While working as USC has been a mostly positive experience, there were too many things on the todo list, and something had to give. I’m really looking to having a least a few weeks to unwind and knock out a number of little projects starting next month.

There’s a ginormous backlog of cool stuff to comment on (locally and on the web), so more soon.

Tabs vs Spaces

I’m typically not bother too much by the whole tabs vs spaces, but for some reason, it sort of got on my nerves last week (I do most of my editing in vim where it doesn’t really matter, but I’ve been doing some stuff in SubEthaEdit latetly) and got me looking at some of the back and forth…

Anyway, while the last article actually got me thinking, in the end, I decided to stick with spaces. Tabs just introduced more complexity, and mixing tabs/spaces leads to all kinds of wonkiness when done improperly. I did decide to be a bit more aggressive about using retab if I got bothered again…

For reference, my vim settings for tabs:

" interpret tab as an `indent' command instead of an insert-a-tab command
set softtabstop=2
"indent with two spaces when hitting tab 
set shiftwidth=2
"expand all tabs to spaces according to shiftwidth parameter
set expandtab
" mod%2 to ignore tabs
set tabstop=2

More on the TV Thing

The other week, I came across an interesting article in the Weekly Standard (yeah, that Weekly Standard) on Joss Whedon’s upcoming Firefly movie (née half-season cancelled Fox show), Serenity. Firefly was a highly regarded, but totally doomed space-western show that I’d never really bothered to look into despite having heard good things about it (not being a huge Whedon fan, being way too busy, and not watching TV being some strong factors).

● Challenge A:
Answer these about the blog post:
(i) What value does the vim configuration in it give to shiftwidth?
(ii) Besides vim, which editor does the writer say they have been using lately?
(iii) What is the title of the upcoming Firefly movie?

● Supplied entries:
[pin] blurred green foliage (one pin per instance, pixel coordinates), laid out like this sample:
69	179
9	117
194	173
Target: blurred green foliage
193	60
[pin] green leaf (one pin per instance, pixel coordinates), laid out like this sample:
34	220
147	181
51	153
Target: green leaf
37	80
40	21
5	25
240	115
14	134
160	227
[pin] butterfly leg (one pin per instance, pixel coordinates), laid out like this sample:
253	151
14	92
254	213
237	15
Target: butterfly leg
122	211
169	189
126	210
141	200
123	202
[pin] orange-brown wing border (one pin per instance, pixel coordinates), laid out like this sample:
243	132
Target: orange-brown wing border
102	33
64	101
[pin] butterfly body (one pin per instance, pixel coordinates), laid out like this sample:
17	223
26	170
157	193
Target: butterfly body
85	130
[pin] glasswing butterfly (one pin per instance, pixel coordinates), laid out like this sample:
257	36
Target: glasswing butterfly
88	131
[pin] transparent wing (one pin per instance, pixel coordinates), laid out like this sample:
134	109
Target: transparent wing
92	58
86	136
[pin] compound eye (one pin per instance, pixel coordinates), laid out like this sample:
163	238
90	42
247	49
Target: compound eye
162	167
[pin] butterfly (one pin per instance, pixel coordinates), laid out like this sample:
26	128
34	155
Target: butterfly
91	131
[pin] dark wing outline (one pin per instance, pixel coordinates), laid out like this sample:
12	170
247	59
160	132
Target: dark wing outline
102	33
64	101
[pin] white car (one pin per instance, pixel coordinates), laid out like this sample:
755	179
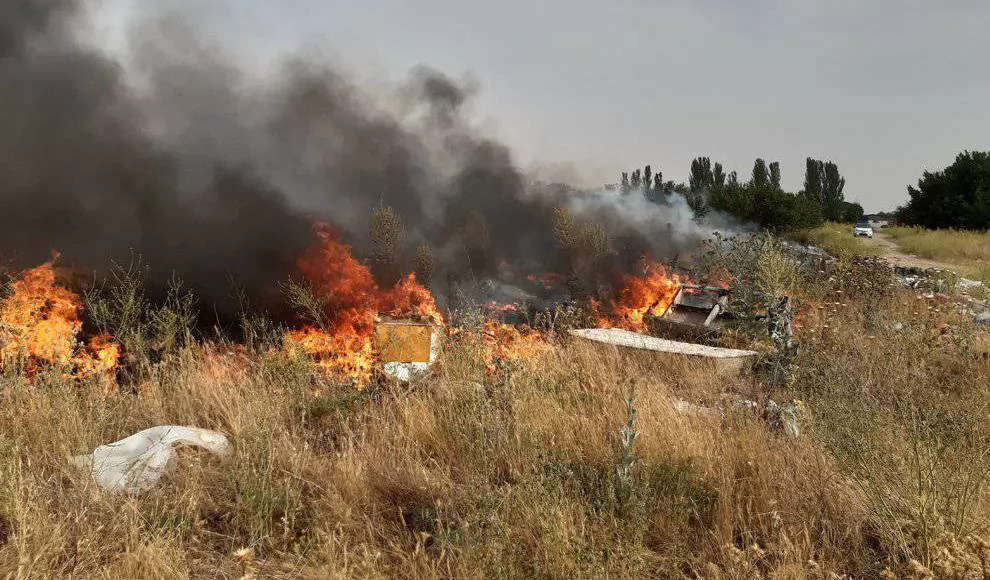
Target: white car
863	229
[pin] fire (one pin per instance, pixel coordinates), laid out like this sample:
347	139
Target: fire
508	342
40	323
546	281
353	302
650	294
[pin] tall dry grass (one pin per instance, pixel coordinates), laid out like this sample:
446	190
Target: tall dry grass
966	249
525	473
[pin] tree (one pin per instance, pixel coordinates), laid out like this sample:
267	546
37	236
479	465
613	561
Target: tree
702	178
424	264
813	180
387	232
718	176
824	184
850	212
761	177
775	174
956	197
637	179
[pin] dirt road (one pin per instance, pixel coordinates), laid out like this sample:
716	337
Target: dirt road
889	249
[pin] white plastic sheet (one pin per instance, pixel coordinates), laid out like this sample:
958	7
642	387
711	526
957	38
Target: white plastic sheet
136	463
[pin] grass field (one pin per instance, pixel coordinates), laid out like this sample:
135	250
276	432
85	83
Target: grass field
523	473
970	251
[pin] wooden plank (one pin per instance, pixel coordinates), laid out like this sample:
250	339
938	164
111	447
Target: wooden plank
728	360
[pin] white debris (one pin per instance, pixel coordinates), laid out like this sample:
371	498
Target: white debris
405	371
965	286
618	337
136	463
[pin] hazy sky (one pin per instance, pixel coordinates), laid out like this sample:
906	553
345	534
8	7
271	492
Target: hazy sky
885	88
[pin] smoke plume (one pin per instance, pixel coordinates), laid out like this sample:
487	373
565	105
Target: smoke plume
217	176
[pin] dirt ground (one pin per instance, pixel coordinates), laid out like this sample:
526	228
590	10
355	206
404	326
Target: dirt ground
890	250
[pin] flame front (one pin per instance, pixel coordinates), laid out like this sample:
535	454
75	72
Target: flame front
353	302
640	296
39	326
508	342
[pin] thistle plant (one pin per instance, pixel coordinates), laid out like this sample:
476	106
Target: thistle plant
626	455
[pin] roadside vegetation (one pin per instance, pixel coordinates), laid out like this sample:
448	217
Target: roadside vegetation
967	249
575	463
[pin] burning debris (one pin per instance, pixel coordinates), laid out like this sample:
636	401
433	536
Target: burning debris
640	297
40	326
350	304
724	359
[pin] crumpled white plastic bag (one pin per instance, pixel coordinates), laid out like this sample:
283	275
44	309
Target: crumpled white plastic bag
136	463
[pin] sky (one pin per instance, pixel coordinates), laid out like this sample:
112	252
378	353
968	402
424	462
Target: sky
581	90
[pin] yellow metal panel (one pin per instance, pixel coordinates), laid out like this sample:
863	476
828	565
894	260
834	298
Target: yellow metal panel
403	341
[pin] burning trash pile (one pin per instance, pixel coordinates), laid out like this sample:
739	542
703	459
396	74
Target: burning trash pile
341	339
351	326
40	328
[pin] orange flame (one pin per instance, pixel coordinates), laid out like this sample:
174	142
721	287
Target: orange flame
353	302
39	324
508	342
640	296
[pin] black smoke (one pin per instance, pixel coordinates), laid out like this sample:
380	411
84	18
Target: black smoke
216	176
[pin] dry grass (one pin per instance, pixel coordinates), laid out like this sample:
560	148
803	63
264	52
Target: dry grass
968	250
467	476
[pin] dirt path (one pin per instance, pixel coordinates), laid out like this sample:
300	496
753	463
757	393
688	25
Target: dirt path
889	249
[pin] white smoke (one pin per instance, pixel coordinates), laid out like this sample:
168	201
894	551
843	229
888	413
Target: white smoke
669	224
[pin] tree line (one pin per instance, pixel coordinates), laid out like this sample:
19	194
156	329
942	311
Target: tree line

---

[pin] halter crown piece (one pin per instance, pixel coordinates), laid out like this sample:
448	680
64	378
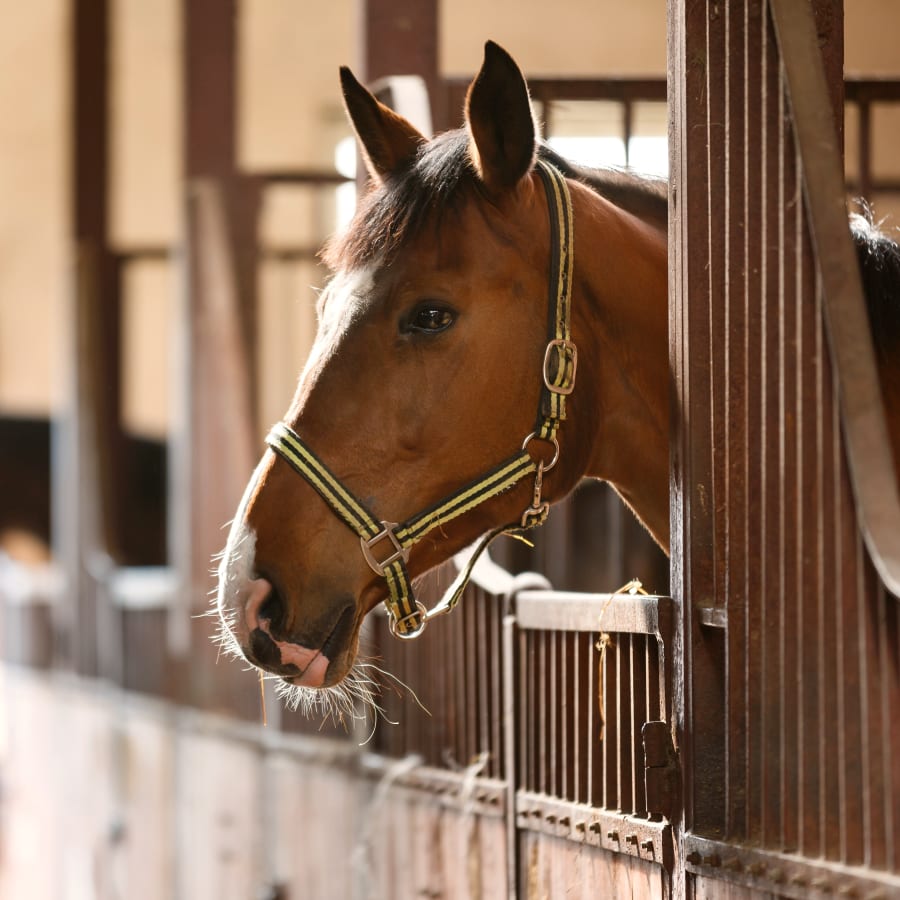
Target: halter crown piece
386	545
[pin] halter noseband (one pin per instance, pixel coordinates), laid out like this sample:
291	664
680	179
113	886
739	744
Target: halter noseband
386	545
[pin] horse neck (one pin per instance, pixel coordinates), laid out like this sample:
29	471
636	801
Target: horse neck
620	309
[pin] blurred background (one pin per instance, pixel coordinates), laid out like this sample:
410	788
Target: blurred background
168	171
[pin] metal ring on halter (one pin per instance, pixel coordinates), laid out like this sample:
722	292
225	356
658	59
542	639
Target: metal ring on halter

● Challenge B: Copy out the lines of the records starting at the line that contains "[pin] blurred background" and ending at the line that contains "Target: metal ring on halter", including both of those lines.

● Problem solution A:
(i) 2
(ii) SubEthaEdit
(iii) Serenity

● Problem solution B:
[pin] blurred background (one pin per instance, pixel coordinates), laid out like this sample:
410	788
Target: blurred background
168	171
[pin] metal ring on halter (one pin per instance, pixel coordinates), laid out like this sample:
722	292
225	356
658	59
542	639
Target: metal ring on halter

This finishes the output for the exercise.